_YOUR INSTRUCTIONS_:
Revise the items, starting with the line containing "white church wall" and continuing through the line containing "[(139, 62)]", by substituting "place a point" for every occurrence of "drop a dot" and leaving all else unchanged. Give back only those lines.

══ ITEMS

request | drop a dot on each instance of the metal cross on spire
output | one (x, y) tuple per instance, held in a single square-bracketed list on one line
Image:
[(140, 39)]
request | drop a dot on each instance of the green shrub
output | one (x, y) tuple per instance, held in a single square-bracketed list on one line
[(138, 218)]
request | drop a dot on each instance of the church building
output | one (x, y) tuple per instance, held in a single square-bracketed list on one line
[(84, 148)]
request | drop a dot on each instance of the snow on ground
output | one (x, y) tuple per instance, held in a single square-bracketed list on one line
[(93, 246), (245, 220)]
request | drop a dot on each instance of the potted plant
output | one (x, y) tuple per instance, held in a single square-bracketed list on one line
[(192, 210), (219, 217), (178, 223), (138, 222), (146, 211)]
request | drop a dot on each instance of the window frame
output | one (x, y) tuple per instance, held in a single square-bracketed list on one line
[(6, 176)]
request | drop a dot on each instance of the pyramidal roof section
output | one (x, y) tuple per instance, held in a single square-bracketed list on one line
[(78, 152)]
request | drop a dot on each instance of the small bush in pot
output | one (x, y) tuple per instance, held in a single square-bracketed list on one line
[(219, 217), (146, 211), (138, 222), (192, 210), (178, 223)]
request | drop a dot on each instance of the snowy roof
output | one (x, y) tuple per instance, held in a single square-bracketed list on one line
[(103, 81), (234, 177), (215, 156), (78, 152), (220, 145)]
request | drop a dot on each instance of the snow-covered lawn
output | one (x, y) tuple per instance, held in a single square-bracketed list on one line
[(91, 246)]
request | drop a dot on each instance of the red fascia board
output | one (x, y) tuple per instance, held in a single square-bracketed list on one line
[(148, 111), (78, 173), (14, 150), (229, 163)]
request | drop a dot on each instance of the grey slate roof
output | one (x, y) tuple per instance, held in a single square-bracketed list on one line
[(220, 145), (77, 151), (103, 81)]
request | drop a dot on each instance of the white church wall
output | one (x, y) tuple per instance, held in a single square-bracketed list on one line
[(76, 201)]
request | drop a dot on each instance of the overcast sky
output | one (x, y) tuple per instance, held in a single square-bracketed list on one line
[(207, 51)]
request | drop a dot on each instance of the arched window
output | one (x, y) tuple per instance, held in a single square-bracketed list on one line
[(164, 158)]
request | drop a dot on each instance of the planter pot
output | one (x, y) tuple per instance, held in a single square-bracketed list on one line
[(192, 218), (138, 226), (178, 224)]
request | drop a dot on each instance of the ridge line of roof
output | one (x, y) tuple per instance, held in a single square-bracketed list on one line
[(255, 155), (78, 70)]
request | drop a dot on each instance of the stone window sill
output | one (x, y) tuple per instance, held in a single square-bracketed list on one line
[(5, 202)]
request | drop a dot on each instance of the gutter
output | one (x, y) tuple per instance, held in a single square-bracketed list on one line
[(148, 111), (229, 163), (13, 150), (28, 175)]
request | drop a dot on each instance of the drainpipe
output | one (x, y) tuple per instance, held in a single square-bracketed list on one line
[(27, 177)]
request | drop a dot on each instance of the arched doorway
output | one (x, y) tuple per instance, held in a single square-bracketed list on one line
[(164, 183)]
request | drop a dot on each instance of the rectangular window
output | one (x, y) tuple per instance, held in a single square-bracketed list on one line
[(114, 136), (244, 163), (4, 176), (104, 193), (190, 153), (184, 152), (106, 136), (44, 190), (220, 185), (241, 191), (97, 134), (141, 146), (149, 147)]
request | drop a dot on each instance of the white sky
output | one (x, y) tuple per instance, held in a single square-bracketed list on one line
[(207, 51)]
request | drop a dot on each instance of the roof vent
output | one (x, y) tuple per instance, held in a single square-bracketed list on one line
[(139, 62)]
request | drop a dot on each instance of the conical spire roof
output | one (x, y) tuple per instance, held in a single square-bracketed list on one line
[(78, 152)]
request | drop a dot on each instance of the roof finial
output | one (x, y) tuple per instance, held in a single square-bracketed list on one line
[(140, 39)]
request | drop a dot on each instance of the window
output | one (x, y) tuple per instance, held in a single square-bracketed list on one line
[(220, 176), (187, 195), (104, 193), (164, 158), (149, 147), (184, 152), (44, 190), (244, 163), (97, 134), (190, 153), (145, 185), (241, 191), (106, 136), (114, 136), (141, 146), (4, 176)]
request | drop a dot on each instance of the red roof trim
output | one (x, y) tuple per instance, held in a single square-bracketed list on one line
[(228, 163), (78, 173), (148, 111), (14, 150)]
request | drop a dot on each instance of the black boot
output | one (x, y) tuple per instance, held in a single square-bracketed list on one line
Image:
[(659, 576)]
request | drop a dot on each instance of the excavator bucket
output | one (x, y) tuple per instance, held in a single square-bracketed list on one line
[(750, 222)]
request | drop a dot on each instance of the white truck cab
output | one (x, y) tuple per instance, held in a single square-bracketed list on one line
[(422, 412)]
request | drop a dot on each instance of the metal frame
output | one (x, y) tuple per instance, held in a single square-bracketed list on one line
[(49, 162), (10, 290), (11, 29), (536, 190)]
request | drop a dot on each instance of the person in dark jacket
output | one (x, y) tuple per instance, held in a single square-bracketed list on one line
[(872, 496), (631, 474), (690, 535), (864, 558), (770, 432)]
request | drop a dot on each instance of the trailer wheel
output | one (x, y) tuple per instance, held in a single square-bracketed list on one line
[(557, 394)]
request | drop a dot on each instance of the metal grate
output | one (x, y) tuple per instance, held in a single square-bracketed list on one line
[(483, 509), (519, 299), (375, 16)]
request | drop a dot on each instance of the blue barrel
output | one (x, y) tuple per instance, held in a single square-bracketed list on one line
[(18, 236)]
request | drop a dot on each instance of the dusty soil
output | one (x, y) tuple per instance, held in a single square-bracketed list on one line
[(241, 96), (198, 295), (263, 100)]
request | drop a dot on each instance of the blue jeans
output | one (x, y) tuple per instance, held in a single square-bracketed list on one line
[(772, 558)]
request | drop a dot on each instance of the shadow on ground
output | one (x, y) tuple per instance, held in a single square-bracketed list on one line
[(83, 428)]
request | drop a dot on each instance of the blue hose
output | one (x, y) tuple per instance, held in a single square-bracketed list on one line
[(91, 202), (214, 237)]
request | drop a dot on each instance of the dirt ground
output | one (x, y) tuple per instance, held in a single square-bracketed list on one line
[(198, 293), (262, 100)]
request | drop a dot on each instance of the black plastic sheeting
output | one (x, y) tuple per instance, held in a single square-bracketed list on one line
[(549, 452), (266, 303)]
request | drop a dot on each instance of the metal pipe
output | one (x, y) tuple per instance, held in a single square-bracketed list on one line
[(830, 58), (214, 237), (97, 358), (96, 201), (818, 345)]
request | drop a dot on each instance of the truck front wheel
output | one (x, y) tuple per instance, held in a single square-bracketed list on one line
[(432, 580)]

════

_FULL ANSWER_:
request | place a point on each instance of the white church wall
output | one (x, y) tuple per instance, held in a single square-bracketed list on one line
[(76, 201)]
request | place a point on each instance of the overcast sky
output | one (x, y) tuple per instance, held in a single square-bracketed list on one line
[(207, 51)]
request | place a point on each instance of the arched window
output | one (x, y) tuple per instance, held in a single square-bracketed list on one line
[(164, 158)]
request | place a point on each instance of the planter pot
output | one (x, y) tuple per instance, held in a single square-bracketed list on one line
[(192, 218), (138, 226), (178, 224)]
request | place a point on each instance of the ridge line of roof
output | one (x, y) tuple per instance, held in a single square-bracketed list on one line
[(255, 155), (78, 70)]
request | place a point on each instance of the stone window sill
output | one (x, y) tuple per instance, held in a single square-bracketed list on one line
[(5, 202)]
request | place a point on each instance of the gutter
output | one (x, y) tuple per instance, held in a single square-bracketed list on one line
[(148, 111), (229, 163), (13, 150), (28, 175)]
request | place a point on each instance of the drainpipe
output | one (x, y) tuple per instance, held in a single square-bracketed list on one line
[(27, 177)]
request | place a point on each instance of the arched doorway
output | one (x, y) tuple per instance, held in a single square-bracketed list on one line
[(164, 183)]
request | place a point on each instance of the rectangular window
output | one (x, y) tuple per instance, held in a single square-bracketed list on one line
[(114, 136), (244, 163), (4, 176), (104, 193), (190, 153), (184, 152), (106, 136), (44, 190), (220, 185), (241, 191), (97, 134), (141, 146), (149, 147)]
request | place a point on each instance of the white sky
output | one (x, y) tuple per instance, held in a single square-bracketed list on one line
[(207, 51)]
request | place a point on each instance of the roof vent
output | one (x, y) tuple per instance, held in a single square-bracketed list on one line
[(139, 62)]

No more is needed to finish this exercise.